_WHAT TO PRODUCE_: Everything in the data that follows should be given again verbatim, except the images.

_MATERIAL FOR THIS EXERCISE_:
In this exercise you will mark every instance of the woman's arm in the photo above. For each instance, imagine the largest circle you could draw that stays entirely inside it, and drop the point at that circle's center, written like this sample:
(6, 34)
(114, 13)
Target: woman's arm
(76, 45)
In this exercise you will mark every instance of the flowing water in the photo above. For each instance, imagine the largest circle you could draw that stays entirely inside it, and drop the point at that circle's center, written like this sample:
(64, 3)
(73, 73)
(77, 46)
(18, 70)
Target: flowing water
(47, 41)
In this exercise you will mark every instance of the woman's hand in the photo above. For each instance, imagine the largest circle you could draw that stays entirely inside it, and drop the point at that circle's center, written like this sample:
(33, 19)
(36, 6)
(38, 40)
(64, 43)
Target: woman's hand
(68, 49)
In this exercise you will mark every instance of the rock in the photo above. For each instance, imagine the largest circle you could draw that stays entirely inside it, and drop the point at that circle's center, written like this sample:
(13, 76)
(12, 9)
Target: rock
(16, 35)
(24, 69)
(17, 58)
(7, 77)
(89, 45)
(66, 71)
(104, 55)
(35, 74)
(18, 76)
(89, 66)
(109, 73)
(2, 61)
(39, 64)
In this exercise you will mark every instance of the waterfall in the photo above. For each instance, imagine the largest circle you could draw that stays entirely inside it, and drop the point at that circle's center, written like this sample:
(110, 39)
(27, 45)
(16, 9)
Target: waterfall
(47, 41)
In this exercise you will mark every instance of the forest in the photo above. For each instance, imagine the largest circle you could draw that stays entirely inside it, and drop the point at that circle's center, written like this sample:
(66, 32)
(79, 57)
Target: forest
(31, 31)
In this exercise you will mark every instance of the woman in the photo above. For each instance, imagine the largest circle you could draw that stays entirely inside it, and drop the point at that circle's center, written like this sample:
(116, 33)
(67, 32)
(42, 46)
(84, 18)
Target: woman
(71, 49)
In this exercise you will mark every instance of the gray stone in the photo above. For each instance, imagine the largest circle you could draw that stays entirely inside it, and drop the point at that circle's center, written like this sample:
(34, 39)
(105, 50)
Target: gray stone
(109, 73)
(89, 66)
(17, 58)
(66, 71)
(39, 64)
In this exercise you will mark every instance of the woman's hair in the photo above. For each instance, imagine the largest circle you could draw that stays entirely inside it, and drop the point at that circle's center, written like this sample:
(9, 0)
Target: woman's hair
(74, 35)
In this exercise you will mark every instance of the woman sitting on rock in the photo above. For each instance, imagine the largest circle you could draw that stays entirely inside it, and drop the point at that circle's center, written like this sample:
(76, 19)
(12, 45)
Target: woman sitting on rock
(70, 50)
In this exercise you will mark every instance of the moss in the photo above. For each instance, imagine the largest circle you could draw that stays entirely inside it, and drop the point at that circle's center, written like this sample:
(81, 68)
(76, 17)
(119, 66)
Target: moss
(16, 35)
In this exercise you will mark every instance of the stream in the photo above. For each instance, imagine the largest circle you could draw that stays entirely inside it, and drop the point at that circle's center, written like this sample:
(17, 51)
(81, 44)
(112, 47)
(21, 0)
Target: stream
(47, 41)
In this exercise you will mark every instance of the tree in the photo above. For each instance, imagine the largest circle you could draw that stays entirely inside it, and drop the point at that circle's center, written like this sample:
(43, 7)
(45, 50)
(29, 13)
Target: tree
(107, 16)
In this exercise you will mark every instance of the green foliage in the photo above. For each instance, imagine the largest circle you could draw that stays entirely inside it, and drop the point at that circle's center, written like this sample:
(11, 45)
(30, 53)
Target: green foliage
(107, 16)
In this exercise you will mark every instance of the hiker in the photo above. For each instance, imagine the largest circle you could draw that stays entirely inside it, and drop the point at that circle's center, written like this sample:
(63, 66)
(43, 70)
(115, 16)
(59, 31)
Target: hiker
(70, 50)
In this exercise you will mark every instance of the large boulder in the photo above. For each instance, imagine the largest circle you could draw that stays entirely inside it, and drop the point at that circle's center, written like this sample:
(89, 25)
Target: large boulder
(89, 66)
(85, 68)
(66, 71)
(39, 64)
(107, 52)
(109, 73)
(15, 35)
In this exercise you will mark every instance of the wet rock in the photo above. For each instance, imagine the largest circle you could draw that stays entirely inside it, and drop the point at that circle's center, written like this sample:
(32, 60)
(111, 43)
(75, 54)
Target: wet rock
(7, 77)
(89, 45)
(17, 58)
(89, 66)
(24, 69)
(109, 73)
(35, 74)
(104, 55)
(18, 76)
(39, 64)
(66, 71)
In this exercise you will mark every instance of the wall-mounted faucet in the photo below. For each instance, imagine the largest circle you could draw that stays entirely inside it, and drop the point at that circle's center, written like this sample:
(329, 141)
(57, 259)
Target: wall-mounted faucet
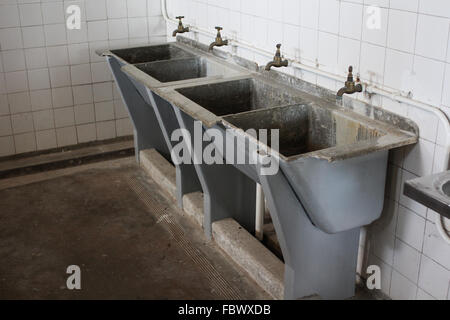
(277, 60)
(219, 41)
(350, 85)
(181, 28)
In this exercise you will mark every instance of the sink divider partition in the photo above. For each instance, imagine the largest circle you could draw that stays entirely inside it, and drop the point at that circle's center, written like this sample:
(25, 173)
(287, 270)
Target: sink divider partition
(228, 193)
(186, 176)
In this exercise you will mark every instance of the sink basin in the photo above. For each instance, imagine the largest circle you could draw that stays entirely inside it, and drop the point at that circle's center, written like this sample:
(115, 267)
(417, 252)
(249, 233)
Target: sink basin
(446, 188)
(237, 96)
(151, 53)
(432, 191)
(337, 196)
(184, 69)
(303, 128)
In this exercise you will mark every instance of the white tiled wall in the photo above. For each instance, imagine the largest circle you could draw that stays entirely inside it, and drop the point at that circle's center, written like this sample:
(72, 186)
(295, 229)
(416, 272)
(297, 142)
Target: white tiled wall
(410, 52)
(54, 90)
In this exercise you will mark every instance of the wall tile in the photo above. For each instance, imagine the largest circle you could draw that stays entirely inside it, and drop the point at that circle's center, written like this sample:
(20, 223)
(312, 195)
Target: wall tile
(400, 36)
(432, 37)
(25, 142)
(406, 260)
(410, 228)
(349, 13)
(66, 136)
(46, 139)
(329, 16)
(402, 288)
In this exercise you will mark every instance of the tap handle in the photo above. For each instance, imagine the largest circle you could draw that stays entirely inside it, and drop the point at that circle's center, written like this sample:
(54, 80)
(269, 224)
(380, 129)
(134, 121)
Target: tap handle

_WRITTEN SOLUTION_:
In this exercise you will mark every instance of the woman's arm in the photo above. For each instance, imagine the largest circle you could draw that stays entirely inside it, and drop the point at that circle's center, written like this sample:
(6, 34)
(114, 13)
Target: woman's arm
(76, 45)
In this exercise you will mark every instance of the flowing water in the photo above. For each instance, imagine the largest circle you could draw that stays entirely inside it, and drop the point at that circle's center, written like this sample:
(64, 3)
(73, 73)
(77, 46)
(18, 70)
Target: flowing water
(47, 41)
In this exercise you will mark every instance of the woman's hand in the photo above. For each instance, imagine the largest circle you could draw that stays entirely inside it, and drop the point at that circle's center, written like this sample:
(33, 19)
(36, 6)
(38, 40)
(64, 43)
Target: woman's hand
(68, 49)
In this exercise you will mark every instance of the rock in the photo above. For each instance, imagine the largest circle you could draw that stays entirely inside it, and drop the point at that circle's center, written like this sample:
(13, 76)
(12, 9)
Target: rock
(16, 35)
(24, 69)
(17, 58)
(7, 77)
(89, 45)
(66, 71)
(104, 55)
(35, 74)
(18, 76)
(89, 66)
(109, 73)
(2, 61)
(39, 64)
In this exercise you will mark every instance of the waterfall in the photo above. For each instance, imagine the largest circle you could draw that stays entirely inside it, and drop the point at that circle's center, written like this sample:
(110, 39)
(27, 45)
(16, 9)
Target: waterfall
(47, 41)
In this exercise you will mark every instance of the forest in the photo above. For each instance, imagine the largest circle you could draw that stays entirely inside it, and drop the point at that circle's center, written like this sample:
(66, 32)
(79, 57)
Target: forest
(31, 31)
In this exercise you will mark every instance of the woman in the photo above. For each instance, imagine the largest circle you could draw that stays entirely inside it, and drop the point at that circle's center, written like this sample:
(116, 33)
(67, 32)
(42, 46)
(84, 18)
Target: woman
(71, 49)
In this exercise you will mark every instance of the gray stone in the photo above. For each instance, imagine the largest circle you could draw that stays entirely inside it, and drop the point at that circle's center, written like this sample:
(34, 39)
(105, 50)
Target: gray stone
(109, 73)
(89, 66)
(17, 58)
(66, 71)
(39, 64)
In this exercise you will mark every instance of the woman's hair in the photo above. For each instance, imagine the largest circle you could draw that stays entirely inside it, and drop the point at that circle's center, written like this sample:
(9, 0)
Target: woman's hair
(74, 35)
In this exercise you will mark every instance of the woman sitting on rock in the photo above. For each instance, imagine the largest circle you could draw that stays entirely inside it, and drop the point at that circle's center, written like this sample:
(76, 19)
(12, 45)
Target: woman sitting on rock
(70, 50)
In this exercise you will mark every instance of the moss in the photo above. For each instance, imagine the largest circle you could draw that stays entirely inside it, and drop the point at that circle's center, written like this sample:
(81, 68)
(76, 17)
(119, 66)
Target: moss
(16, 35)
In this exercise you will mark every instance of the stream in the photo above. For each instance, imagine the largest circle you could draw that stays entirely inside it, and drop the point at that circle's center, written like this sample:
(17, 51)
(81, 44)
(112, 47)
(21, 0)
Target: stream
(47, 41)
In this exercise you will mark every instance of the tree in the photo above. For each instance, imagine the largest circle you could draw that stays entirely inside it, and drop the point at that circle's center, written like this sample:
(43, 7)
(45, 50)
(29, 13)
Target: tree
(107, 16)
In this exercise you will mark every instance of the green foliage in the photo above. For each instance, imagine the largest circle you could draw that stays entirely inside it, and drop the point at that circle's center, written like this sample:
(11, 45)
(30, 53)
Target: green foliage
(107, 16)
In this exercise you will mark every instance of the hiker in the photo above. For each instance, imagine the largest circle you could draw that stays entirely inside it, and drop the point at that circle's center, written like this sample:
(63, 66)
(43, 70)
(115, 16)
(59, 31)
Target: hiker
(70, 50)
In this exercise you will mark every instance of the large boulder in the photo above. For each instance, imagine the largest circle you could draw that stays entirely inside it, and drop the point at that circle's center, written like this sample:
(89, 25)
Target: large boulder
(89, 66)
(85, 68)
(66, 71)
(39, 64)
(107, 52)
(109, 73)
(15, 35)
In this exercise you will mark every instance of the wet rock in the photo above. For each instance, imagine the largest circle you could draw that stays entirely inside it, and drop the point at that circle's center, written like this sample:
(32, 60)
(111, 43)
(75, 54)
Target: wet rock
(7, 77)
(89, 45)
(17, 58)
(89, 66)
(24, 69)
(109, 73)
(35, 74)
(104, 55)
(18, 76)
(39, 64)
(66, 71)
In this exercise you will mark every instance of the wall-mounted faucet in the photo below. For each instance, imagine the largest circle you could draw that stays entirely inside it, and drop the point at that circle's center, written like this sample:
(329, 141)
(57, 259)
Target: wall-mounted faucet
(277, 60)
(219, 41)
(350, 85)
(181, 28)
In this exercise you will mark every instance of the sink divider partition in the photo above. For each instance, imagine the largest circle you could draw that stays entirely inside it, and drop the point at that circle's center, written like this sample:
(25, 173)
(287, 270)
Target: sink divider partition
(228, 193)
(186, 176)
In this exercise you will mark every instance of the sink basin in the photo above. For each instance, imagine the largest circle you could draw that stays entirely inside it, and drop the point at that circle's center, written like this sample:
(115, 267)
(417, 252)
(249, 233)
Target: sink basin
(446, 188)
(237, 96)
(151, 53)
(432, 191)
(337, 196)
(184, 69)
(303, 128)
In this exercise you will mark every instance of the white tiled wall in the photo above. For each instance, imagine the largest circle you could draw that stays entirely inside it, and drop the point at that circle's center, written like this sample:
(72, 186)
(295, 229)
(416, 272)
(297, 142)
Target: white tiled wall
(410, 52)
(54, 90)
In this exercise you will mark every instance of the wall tile in the photo above. For each instance, imagine the largest circle you could draw that stays entirely inside it, and drop the point at that circle's center, written like this sample:
(20, 223)
(312, 195)
Target: wall tile
(400, 36)
(432, 37)
(25, 142)
(406, 260)
(410, 228)
(349, 13)
(66, 136)
(46, 139)
(329, 16)
(402, 288)
In this exercise you will mark every instance of the tap handle in the photo above. For each instance, imagine the largest circle you could draw that stays entirely inside it, and drop the point at that circle's center, written like this sample:
(54, 80)
(269, 224)
(380, 129)
(134, 121)
Target: tap handle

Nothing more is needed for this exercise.